## DATASET RECORDS
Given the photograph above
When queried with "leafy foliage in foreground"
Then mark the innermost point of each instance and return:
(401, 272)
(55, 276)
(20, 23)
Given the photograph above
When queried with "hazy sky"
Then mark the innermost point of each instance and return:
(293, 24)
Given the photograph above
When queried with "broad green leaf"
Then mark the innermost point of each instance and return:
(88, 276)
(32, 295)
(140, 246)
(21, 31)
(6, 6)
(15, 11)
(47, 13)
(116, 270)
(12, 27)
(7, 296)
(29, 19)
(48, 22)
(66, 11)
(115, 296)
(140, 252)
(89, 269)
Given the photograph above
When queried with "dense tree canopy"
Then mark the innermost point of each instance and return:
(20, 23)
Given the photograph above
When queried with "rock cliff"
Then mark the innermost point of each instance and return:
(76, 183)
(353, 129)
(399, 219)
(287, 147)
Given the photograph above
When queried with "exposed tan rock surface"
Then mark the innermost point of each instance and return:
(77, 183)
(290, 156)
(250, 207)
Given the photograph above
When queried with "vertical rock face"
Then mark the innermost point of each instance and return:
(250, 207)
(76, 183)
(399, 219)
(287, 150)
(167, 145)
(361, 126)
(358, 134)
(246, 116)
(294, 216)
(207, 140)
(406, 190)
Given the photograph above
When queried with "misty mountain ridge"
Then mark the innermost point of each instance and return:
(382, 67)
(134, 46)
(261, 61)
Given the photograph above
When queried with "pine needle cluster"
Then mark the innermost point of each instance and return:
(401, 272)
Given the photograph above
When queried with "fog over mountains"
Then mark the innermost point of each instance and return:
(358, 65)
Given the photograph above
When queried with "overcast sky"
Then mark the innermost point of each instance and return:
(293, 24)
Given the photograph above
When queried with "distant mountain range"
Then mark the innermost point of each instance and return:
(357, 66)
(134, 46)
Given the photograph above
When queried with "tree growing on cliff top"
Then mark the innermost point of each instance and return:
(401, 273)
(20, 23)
* * *
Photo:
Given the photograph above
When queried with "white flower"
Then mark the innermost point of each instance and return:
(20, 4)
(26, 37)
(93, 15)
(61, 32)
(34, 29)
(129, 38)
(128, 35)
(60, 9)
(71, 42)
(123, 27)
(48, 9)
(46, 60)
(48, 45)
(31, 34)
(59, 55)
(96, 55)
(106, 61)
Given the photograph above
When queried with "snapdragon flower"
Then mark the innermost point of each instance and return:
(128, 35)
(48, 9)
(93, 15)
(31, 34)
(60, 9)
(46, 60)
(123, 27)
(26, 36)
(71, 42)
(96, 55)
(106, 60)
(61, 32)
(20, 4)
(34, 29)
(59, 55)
---
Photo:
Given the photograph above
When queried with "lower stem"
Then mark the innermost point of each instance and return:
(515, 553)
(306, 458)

## YOUR GOAL
Return each line from the items above that contains the string "rock".

## TASK OUTPUT
When queried with "rock cliff"
When queried with "exposed tan rock surface"
When queried with "vertical rock face"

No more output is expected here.